The question arises of how to choose a value for \(m_{n-i} \in [0,\min \{r_{n-i},d_{n-i}\}]\) at step 5 of Algorithm 1. At the first iteration we can choose \(m_n = \min \{r_{n},d_{n}\}\). However, it might be wiser to “spread” the reduction to all the diagonal elements (if possible). We consider three approaches:
$$\begin{aligned}&\text {Shared: }m_{n-i} = \min \left\{ \frac{r_{n-i}}{n-i}, d_{n-i} \right\} , \text { }i=0,1,\ldots ,n-1 \end{aligned}$$
(10)
$$\begin{aligned}&\begin{aligned} \text {Extra-weighted: }m_{n-i} = \min \left\{ \frac{r_{n-i}}{n-i} + w_{n-i}\left( r_{n-i}-\frac{r_{n-i}}{n-i} \right) , d_{n-i} \right\} ,\\ \text {where }w_{n-i} = \frac{d_{n-i}}{ \sum _{j=1}^{n}d_j } \text { and } i=0,1,\ldots ,n-1 \end{aligned} \end{aligned}$$
(11)
$$\begin{aligned}&\text {Weighted: }m_{n-i} = {\left\{ \begin{array}{ll} \min \left\{ \frac{d_{n-i}}{\sum _{j=1}^{n-i}d_j} r_{n-i} , d_{n-i} \right\} , &{}i=0,1,\ldots ,n-2 \\ 0, &{}\text { if } d_1 = 0 \text { and } i=n-1 \\ r_1, &{}\text { otherwise } \end{array}\right. } \end{aligned}$$
(12)
In the shared option, the current reduction is equal to the current residual divided by the number of remaining diagonal entries to be reduced. In the extra-weighted option the current reduction has the same value as in the shared option plus a weighted portion (\(w_{n-i}\)) of what remains if we subtract this value from the residual. In the weighted option the reduction value is a portion of the current residual which is given by to the ratio of \(d_{n-i}\) over the sum of the remaining \(d_j\) values to be reduced.

SHORT TASK A: Select every line of the records that contains the word "distant". Case counts.

DATA ENTRIES:

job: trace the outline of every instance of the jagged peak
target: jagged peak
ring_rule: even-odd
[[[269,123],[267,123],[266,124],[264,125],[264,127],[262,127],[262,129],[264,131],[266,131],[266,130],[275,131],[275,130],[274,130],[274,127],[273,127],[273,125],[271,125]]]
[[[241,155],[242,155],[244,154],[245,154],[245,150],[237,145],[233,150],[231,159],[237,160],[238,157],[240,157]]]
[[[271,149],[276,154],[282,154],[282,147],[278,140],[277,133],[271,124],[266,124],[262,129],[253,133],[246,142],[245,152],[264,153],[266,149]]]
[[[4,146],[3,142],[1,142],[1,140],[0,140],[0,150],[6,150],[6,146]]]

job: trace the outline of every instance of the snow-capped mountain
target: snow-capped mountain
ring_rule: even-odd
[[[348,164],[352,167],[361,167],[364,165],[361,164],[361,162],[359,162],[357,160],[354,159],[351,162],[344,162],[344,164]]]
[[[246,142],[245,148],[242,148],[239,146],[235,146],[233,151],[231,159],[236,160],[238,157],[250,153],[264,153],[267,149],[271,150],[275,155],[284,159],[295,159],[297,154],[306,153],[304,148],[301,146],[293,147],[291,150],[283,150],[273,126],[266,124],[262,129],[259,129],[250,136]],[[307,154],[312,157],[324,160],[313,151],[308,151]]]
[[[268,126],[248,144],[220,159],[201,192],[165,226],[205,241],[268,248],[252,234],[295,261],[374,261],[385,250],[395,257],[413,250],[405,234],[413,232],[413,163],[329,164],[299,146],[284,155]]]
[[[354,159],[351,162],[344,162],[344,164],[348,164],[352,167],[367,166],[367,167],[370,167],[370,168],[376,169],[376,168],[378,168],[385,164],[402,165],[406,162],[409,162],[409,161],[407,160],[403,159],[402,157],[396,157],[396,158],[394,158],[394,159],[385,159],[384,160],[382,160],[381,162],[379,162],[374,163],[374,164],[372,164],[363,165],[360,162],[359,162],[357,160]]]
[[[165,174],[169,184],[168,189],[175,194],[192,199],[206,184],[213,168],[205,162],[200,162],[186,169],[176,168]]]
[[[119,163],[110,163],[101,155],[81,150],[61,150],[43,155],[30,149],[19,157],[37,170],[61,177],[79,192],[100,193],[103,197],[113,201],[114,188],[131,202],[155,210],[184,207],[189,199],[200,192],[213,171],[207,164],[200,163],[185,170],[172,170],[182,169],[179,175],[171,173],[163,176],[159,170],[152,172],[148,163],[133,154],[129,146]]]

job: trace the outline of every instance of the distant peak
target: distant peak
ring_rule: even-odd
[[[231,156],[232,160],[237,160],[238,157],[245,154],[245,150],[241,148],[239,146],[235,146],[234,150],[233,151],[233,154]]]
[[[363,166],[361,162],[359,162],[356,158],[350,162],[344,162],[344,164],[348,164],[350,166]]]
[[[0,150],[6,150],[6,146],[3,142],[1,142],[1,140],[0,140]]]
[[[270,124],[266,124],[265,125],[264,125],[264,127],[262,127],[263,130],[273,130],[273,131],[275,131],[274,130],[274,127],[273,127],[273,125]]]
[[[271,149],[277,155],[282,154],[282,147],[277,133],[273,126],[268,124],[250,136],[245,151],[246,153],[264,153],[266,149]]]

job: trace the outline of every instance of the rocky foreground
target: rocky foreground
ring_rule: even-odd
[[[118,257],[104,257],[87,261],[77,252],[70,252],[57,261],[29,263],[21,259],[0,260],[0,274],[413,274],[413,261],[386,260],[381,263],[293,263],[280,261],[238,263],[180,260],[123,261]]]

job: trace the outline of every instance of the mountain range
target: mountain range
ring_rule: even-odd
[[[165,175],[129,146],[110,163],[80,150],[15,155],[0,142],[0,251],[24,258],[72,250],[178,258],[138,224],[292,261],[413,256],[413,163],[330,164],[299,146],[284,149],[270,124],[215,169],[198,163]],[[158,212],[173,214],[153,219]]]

SHORT TASK B:
Answer these questions from the text on choosing the reduction value:
(i) How many approaches does the text consider?
(ii) At the first iteration, what value can be chosen for m_n?
(iii) In the shared option, what is the current reduction equal to?

EXERCISE OUTPUT A:
job: trace the outline of every instance of the distant peak
target: distant peak

EXERCISE OUTPUT B:
(i) Three.
(ii) m_n = min{r_n, d_n}.
(iii) The current residual divided by the number of remaining diagonal entries to be reduced.